START AVAILABLE RECORDS
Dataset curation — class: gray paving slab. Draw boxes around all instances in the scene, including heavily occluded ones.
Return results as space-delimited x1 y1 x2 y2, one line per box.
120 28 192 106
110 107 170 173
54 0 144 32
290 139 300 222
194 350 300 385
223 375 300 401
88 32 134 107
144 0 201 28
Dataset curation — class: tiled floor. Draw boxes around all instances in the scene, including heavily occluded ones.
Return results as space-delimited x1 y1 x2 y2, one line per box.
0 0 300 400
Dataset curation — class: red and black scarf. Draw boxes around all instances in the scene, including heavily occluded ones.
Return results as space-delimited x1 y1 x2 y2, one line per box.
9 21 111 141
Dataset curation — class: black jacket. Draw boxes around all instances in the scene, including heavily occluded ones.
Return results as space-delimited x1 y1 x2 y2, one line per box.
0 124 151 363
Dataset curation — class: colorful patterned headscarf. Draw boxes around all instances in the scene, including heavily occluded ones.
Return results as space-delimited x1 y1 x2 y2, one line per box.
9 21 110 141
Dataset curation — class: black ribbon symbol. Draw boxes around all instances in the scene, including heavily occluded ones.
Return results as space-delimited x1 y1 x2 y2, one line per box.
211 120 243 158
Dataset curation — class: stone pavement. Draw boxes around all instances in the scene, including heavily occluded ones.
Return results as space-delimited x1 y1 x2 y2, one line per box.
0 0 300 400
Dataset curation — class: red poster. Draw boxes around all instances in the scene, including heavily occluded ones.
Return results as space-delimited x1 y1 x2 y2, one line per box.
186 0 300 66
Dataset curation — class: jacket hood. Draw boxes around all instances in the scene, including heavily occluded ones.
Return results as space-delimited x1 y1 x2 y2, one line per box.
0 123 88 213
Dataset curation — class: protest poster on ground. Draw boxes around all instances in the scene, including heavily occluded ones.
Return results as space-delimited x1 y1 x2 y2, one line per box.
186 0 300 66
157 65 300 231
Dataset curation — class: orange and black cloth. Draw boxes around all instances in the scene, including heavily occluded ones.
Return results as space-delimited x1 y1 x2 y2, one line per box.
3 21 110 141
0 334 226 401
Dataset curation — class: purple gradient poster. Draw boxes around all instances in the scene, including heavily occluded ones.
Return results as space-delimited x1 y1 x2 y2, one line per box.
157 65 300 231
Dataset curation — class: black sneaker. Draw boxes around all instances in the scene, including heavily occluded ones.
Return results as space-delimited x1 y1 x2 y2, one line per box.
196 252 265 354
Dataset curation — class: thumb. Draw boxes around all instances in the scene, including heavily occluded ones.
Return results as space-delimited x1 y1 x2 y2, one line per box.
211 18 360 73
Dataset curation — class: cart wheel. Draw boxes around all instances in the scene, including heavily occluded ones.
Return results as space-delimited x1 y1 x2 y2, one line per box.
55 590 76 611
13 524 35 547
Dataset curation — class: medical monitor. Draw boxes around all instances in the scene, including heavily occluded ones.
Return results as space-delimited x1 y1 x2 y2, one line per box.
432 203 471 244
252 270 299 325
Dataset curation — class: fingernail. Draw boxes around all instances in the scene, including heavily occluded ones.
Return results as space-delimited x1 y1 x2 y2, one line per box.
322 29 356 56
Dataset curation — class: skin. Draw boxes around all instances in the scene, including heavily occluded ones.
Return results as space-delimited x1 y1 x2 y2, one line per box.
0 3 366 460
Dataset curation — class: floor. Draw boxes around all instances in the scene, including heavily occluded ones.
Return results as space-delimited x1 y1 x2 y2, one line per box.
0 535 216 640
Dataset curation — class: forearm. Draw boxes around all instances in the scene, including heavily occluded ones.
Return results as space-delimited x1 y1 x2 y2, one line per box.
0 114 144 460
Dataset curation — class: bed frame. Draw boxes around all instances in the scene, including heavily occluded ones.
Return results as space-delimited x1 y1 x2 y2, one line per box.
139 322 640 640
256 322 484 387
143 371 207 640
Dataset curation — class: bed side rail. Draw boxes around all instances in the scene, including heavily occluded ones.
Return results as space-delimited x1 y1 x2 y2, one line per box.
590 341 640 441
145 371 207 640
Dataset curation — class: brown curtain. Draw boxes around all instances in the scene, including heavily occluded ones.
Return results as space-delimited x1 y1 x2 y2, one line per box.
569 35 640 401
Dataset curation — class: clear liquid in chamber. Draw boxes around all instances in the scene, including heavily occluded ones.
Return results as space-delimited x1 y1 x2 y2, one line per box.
END AVAILABLE RECORDS
STATED PROBLEM –
Reproduce every one of the records above word for word, line by line.

TASK RESPONSE –
Dataset curation — class: gray paving slab. Draw boxes around all instances in the scene, including heavily occluded ones.
Return results as space-delimited x1 y1 x2 y2, one line per box.
120 28 192 106
110 107 170 173
54 0 144 32
290 139 300 222
194 350 300 385
223 375 300 401
88 32 134 107
144 0 201 28
Dataset curation — class: tiled floor. Draw boxes around all instances in the scene, including heavily occluded ones.
Return results as space-delimited x1 y1 x2 y2, one line per box.
0 0 300 400
Dataset curation — class: red and black scarf. Draw boxes around all instances in the scene, including heavily occluded ones.
Return results as space-delimited x1 y1 x2 y2, one line per box.
9 21 111 141
Dataset curation — class: black jacket. Draw boxes around all instances in the scene, including heavily occluded ones.
Return results as space-delimited x1 y1 x2 y2, one line per box.
0 124 151 363
Dataset curation — class: colorful patterned headscarf. Draw boxes around all instances in the scene, including heavily occluded ones.
Return results as space-delimited x1 y1 x2 y2, one line per box.
9 21 110 141
Dataset curation — class: black ribbon symbol. Draw boxes around all instances in the scene, including heavily occluded ones.
Return results as space-delimited x1 y1 x2 y2, one line per box.
211 120 243 158
Dataset curation — class: stone pavement. Draw boxes around all instances in the scene, including heavily occluded ones.
Return results as space-delimited x1 y1 x2 y2, one line per box.
0 0 300 400
Dataset curation — class: red poster. Draw boxes around all instances in the scene, including heavily occluded ones.
Return results as space-delimited x1 y1 x2 y2, one line per box.
186 0 300 66
Dataset curation — class: jacket hood. Draw boxes around all instances in the scene, including heavily occluded ones.
Return results as space-delimited x1 y1 x2 y2, one line per box.
0 123 88 213
Dataset curation — class: protest poster on ground. Draw boxes around all instances in the scene, including heavily occluded ones.
Return results as space-delimited x1 y1 x2 y2, one line per box.
186 0 300 66
157 65 300 231
Dataset curation — class: orange and black cloth. Draw boxes around all instances in the scene, including heavily occluded ones.
Return results as space-delimited x1 y1 x2 y2, one line per box.
3 21 110 141
0 334 226 401
Dataset curation — class: purple gradient poster. Draw boxes around all instances in the scene, including heavily occluded ones.
Return results as space-delimited x1 y1 x2 y2, one line per box.
157 65 300 231
Dataset curation — class: black sneaker. Draw boxes around all instances in the scene, including heavily occluded ones.
Return results as space-delimited x1 y1 x2 y2, one line per box.
196 252 265 354
Dataset curation — class: thumb. Draw boxes around all instances in the scene, including heavily occluded ones.
Return results as space-delimited x1 y1 x2 y2, one line per box.
211 18 360 73
Dataset curation — class: cart wheel. Draw boxes around all instances in the scene, including heavily occluded ones.
Return results as space-delimited x1 y1 x2 y2, one line per box.
55 590 76 611
13 524 35 547
Dataset curation — class: medical monitor. Draw boxes around all instances in the scene, including heavily occluded ones.
Return results as space-delimited x1 y1 x2 y2, one line per box.
432 203 471 244
252 270 299 325
Dataset curation — class: fingernail. Draw boxes around all instances in the scene, including heavily occluded ones.
Return results as space-delimited x1 y1 x2 y2, one line per box.
322 29 356 56
Dataset curation — class: skin. Draw boxes around all instances in the scene, including heavily occluded ones.
Return results as space-delimited x1 y1 x2 y2, one line per box.
0 3 366 460
Dataset curation — class: floor. Draw boxes around all instances in the scene, including heavily occluded ones.
Return results as space-delimited x1 y1 x2 y2, one line per box.
0 535 216 640
Dataset curation — class: forearm. Draw boxes around all instances in the scene, including heavily occluded ones.
Return results as space-delimited x1 y1 x2 y2, one line per box.
0 114 144 460
Dataset curation — class: bed frame. Draw boxes around all instances in the scene, including heavily occluded ones.
Return results as space-delimited x1 y1 x2 y2, one line per box.
139 322 640 640
256 322 484 387
143 371 207 640
Dataset curation — class: bed side rail. Draw boxes around all instances in the scene, including heavily occluded ones.
Return results as space-delimited x1 y1 x2 y2, one line per box.
590 341 640 441
145 371 207 640
Dataset curation — class: brown curtain. Draw boxes around all instances in the scene, including heavily occluded ones.
Return results as space-delimited x1 y1 x2 y2, one line per box.
569 35 640 401
Dataset curation — class: clear liquid in chamber. Draw boxes around all instances in the scene, including heavily occluded ones.
Return results as space-delimited x1 y1 x2 y2, one line per box.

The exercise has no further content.